Named-object pointing rows
-- -- --
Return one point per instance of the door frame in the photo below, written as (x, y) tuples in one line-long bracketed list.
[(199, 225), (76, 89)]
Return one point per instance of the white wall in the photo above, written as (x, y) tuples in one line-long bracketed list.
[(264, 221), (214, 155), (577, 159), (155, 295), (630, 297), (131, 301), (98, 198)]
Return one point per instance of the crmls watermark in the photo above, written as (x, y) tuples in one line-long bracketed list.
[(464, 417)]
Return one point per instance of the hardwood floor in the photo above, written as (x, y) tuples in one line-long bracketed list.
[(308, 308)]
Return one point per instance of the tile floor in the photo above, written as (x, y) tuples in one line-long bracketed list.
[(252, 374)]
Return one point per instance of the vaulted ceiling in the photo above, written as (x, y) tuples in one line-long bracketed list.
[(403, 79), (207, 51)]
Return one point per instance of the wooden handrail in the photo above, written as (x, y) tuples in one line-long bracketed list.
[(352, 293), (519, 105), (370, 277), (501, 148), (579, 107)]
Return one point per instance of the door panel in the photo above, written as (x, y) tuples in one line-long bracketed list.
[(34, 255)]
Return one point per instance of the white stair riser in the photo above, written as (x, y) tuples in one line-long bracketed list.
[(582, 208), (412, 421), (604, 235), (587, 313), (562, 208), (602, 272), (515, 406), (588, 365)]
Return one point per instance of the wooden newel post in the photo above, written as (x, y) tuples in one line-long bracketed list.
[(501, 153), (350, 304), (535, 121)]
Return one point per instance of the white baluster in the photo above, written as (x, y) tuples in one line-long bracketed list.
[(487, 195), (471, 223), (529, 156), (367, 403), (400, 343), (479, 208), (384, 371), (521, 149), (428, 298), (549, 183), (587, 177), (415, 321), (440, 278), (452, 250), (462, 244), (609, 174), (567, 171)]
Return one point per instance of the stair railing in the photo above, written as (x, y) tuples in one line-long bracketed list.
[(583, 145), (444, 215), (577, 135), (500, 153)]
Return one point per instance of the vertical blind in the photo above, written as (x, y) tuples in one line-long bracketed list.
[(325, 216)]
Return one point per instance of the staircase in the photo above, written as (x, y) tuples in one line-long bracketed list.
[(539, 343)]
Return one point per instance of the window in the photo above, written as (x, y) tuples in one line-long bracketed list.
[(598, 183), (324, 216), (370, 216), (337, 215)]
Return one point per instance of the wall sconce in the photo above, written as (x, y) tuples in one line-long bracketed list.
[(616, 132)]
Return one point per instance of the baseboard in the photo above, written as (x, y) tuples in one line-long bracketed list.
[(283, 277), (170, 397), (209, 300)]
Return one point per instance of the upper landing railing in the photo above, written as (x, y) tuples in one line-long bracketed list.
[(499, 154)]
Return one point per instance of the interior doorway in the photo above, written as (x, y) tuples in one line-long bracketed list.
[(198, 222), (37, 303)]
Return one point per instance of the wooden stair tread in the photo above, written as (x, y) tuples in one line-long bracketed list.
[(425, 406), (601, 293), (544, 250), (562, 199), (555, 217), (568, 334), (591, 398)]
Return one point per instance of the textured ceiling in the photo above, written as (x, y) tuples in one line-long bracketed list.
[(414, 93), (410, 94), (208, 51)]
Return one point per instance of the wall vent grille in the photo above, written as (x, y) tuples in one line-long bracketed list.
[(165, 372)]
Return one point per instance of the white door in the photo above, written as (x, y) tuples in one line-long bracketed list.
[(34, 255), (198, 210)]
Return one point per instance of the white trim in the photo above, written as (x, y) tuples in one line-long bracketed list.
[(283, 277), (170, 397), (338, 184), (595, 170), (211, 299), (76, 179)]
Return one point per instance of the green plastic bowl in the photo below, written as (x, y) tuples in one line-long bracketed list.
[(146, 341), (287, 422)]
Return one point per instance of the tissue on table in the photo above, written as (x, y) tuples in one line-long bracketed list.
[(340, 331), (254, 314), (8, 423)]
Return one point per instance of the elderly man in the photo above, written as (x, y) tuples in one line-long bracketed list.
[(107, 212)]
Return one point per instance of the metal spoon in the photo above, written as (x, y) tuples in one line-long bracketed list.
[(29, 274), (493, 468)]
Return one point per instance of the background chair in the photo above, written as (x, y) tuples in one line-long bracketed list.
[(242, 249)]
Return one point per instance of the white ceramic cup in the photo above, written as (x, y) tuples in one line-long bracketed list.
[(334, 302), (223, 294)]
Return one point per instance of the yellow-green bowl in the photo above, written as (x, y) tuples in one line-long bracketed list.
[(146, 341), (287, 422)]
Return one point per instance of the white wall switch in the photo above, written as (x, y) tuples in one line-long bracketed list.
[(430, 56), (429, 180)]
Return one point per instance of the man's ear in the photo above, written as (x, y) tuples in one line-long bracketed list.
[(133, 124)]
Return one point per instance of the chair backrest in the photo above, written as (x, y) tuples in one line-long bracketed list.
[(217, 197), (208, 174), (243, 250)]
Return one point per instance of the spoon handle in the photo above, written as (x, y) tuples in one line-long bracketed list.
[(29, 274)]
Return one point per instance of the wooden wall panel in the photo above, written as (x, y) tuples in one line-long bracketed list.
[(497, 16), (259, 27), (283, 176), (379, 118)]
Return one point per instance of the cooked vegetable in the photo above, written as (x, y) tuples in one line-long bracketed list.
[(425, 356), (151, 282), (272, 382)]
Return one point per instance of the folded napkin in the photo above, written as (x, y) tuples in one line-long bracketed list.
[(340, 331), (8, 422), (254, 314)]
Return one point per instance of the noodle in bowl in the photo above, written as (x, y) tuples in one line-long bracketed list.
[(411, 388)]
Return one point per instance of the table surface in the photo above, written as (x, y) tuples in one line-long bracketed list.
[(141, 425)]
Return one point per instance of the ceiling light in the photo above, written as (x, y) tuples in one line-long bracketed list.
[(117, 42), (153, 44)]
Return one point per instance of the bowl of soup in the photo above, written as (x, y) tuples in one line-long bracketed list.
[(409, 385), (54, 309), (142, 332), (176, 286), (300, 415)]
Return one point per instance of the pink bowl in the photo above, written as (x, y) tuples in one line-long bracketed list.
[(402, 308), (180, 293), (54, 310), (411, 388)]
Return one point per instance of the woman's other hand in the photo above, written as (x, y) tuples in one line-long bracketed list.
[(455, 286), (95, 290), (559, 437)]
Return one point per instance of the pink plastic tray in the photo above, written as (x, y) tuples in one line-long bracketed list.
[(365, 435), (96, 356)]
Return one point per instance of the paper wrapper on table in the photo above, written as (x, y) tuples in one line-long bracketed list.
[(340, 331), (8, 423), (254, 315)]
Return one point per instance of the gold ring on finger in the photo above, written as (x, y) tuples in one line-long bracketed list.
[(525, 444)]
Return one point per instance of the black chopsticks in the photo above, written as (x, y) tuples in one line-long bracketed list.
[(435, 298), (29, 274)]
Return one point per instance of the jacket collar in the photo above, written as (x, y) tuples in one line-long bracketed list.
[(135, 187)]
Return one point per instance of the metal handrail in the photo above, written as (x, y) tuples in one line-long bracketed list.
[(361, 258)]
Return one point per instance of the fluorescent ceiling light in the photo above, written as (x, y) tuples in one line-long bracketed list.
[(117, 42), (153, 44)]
-- -- --
Written exercise: Output the rows above as a two-column CSV with the header text,answer. Give one CSV line per row, with its text and its answer each in a single quoted field and any line breaks replaced by spaces.

Exercise output:
text,answer
"Return one point per instance of the door frame in the photo below, written as (x, y) tuples in one line-long bracketed list.","[(199, 225), (76, 89)]"
"Return one point per instance of the white wall in the photo above, written as (x, y) tuples in one line-long bracketed list.","[(264, 221), (214, 155), (577, 159), (155, 295), (630, 297), (131, 301), (98, 198)]"
"Return one point per instance of the crmls watermark in the photo above, written as (x, y) tuples in one line-long bracketed list.","[(464, 417)]"
"Return one point per instance of the hardwood floor in the photo above, written as (x, y) tuples in one line-long bracketed list.","[(308, 308)]"
"Return one point per instance of the tile floor in the photo above, written as (x, y) tuples in one line-long bracketed list.","[(252, 374)]"
"Return one point per instance of the vaulted ceiling in the photo above, written as (x, y) tuples in one line-long bracketed list.","[(403, 79), (207, 51)]"
"Return one point per instance of the wooden handrail in the photo above, written as (x, y) tuples in one line-long bracketed list.","[(352, 293), (519, 105), (370, 277), (501, 148), (579, 107)]"
"Return one point per instance of the door panel in the photo above, written as (x, y) tuples in one line-long bracketed list.","[(34, 255)]"
"Return one point per instance of the white stair riser in the photo above, written as (x, y) tuples in one line-long bracketed list.","[(582, 208), (412, 421), (604, 235), (587, 313), (562, 208), (602, 272), (515, 406), (588, 365)]"
"Return one point per instance of the wooden newel post in the photo above, written as (x, y) tuples in one line-long bracketed list.","[(501, 153), (350, 304), (535, 121)]"
"Return one point per instance of the white baluster in the photo above, written as (x, y) tuples in one line-long bracketed list.","[(487, 195), (471, 223), (529, 156), (367, 403), (400, 343), (479, 208), (384, 371), (521, 149), (428, 298), (549, 183), (587, 177), (415, 321), (440, 278), (452, 250), (462, 244), (609, 174), (567, 171)]"
"Return one point per instance of the stair railing in the photo above, written as (x, y) tuples in one line-long bracketed list.","[(583, 145), (444, 215), (577, 135), (500, 153)]"
"Return one point per instance of the vertical blind in the photo above, written as (x, y) tuples in one line-long bracketed list.","[(325, 216)]"
"Return one point per instance of the staircase in the photo above, written as (x, y) tuples in one line-long bracketed list.","[(539, 343)]"
"Return one point per instance of the window in the photo above, written as (x, y) tuples in one line-long bracketed list.","[(598, 183), (324, 216), (370, 216), (337, 215)]"
"Return one point per instance of the wall sconce in the photo above, written as (x, y) tuples in one line-long bracketed list.","[(616, 132)]"
"Return one point per instance of the baseboard in the photo above, written as (x, y) tuples in one line-long bracketed list.","[(283, 277), (170, 397), (209, 300)]"
"Return one point per instance of the upper landing railing in the photo above, written as (x, y) tuples in one line-long bracketed list.","[(499, 154)]"
"Return one point per instance of the interior doorway in the photo above, written as (x, y) tuples in one line-long bracketed list.","[(198, 222), (37, 303)]"
"Return one point per instance of the wooden stair tread in the photo above, written as (x, y) tuples in one line-long bracketed list.","[(425, 406), (601, 293), (544, 250), (562, 199), (555, 217), (568, 334), (591, 398)]"
"Return one point per instance of the textured ceiling in the photo above, written as (x, y) tuples in one line-long bracketed list.","[(414, 93), (410, 94), (208, 51)]"
"Return one point per instance of the wall vent grille in the photo above, written as (x, y) tuples in one line-long bracketed list.","[(165, 372)]"
"Return one point per instance of the white door in the photo above, written as (x, y) tuples in one line-long bracketed list.","[(34, 255), (198, 210)]"
"Return one point per instance of the white trim in the photo above, written as (x, y) tuples in one line-long bracketed list.","[(283, 277), (170, 397), (338, 184), (595, 170), (211, 299), (76, 179)]"
"Return one point per instance of the green plastic bowl in the photo below, written as (x, y) tuples in one line-long bracketed list.","[(146, 341), (287, 422)]"
"Return one point per instance of the tissue on table in the photo above, written as (x, y) tuples in one line-long bracketed list.","[(340, 331), (254, 314), (8, 423)]"
"Return one point per instance of the elderly man in the photo above, written as (x, y) tuples in one line-long bracketed list.","[(107, 212)]"
"Return one point per instance of the metal spoon in the photo above, written as (x, y) tuples in one line-long bracketed list.","[(29, 274), (493, 468)]"
"Return one point per instance of the background chair in the photo above, written as (x, y) tuples in one line-long bracketed list.","[(242, 249)]"
"Return one point per instance of the white ceramic cup in the photo above, written as (x, y) tuples in one line-long bracketed list.","[(334, 302), (223, 294)]"
"Return one point per instance of the yellow-green bowl in the photo above, written as (x, y) tuples in one line-long bracketed list.","[(146, 341), (287, 422)]"
"Return one point per instance of the white wall switch in the photo above, written as (x, y) tuples in one line-long bracketed list.","[(430, 56), (429, 180)]"
"Return one point per instance of the man's ear in the photo above, written as (x, y) tuples in one line-long bracketed list.","[(133, 124)]"
"Return one point per instance of the chair backrest in the photo above, written as (x, y) tuples in one line-long bracketed list.","[(217, 197), (208, 174), (243, 250)]"
"Return one point per instance of the spoon handle in the photo above, written as (x, y) tuples in one line-long bracketed list.","[(29, 274)]"
"Return one point per instance of the wooden wall panel in the photo above, written as (x, y) tuples in one line-long bracketed list.","[(497, 16), (259, 27), (283, 176), (379, 118)]"
"Return one point per instance of the cooked vegetable in the photo above, written as (x, y) tuples in one line-long bracketed list.","[(425, 356), (151, 282), (272, 382)]"
"Return one point per instance of the folded napkin in the photo above, written as (x, y) tuples in one line-long bracketed list.","[(340, 331), (8, 422), (254, 314)]"
"Return one point per instance of the noodle in bowl in the photo above, written as (x, y) tuples in one line-long bracketed list.","[(411, 388)]"
"Return one point per instance of the table surface in the photo above, written as (x, y) tuples in one line-long bracketed list.","[(141, 425)]"
"Return one point per instance of the ceiling light in the photo above, written as (x, y) tuples in one line-long bracketed list.","[(117, 42), (153, 44)]"
"Return one point per instance of the bowl of soup in the photo above, written as (x, y) tuples in one line-long bracketed list.","[(409, 385), (54, 309), (142, 332), (176, 286), (300, 415)]"
"Return one point per instance of the pink bowl in the photo above, written as (x, y) tuples in one line-long bracketed list.","[(402, 308), (180, 293), (54, 310), (411, 388)]"
"Return one point per instance of the woman's other hand in the photo above, written as (x, y) tuples in one line-long bracketed list.","[(455, 286), (95, 290), (559, 437)]"
"Return one point per instance of the pink plastic tray in the photo above, written as (x, y) tuples in one line-long bracketed list.","[(365, 435), (96, 356)]"
"Return one point per instance of the paper wrapper on table in the photo above, written as (x, y) tuples in one line-long bracketed list.","[(340, 331), (8, 423), (254, 315)]"
"Return one point per instance of the gold ring on finger in the photo above, written as (x, y) tuples in one line-long bracketed list.","[(525, 444)]"
"Return one point per instance of the black chopsticks in the photo above, written as (x, y) tuples in one line-long bracketed list.","[(435, 298), (29, 274)]"
"Return one point per instance of the jacket collar in the photo above, written as (x, y) tuples in one line-long bracketed list.","[(135, 187)]"
"Return one point per instance of the metal handrail in the photo above, written as (x, y) tuples in one line-long bracketed list.","[(361, 258)]"
"Return one point per instance of the fluorescent ceiling light in the photo above, written as (x, y) tuples in one line-long bracketed list.","[(117, 42), (153, 44)]"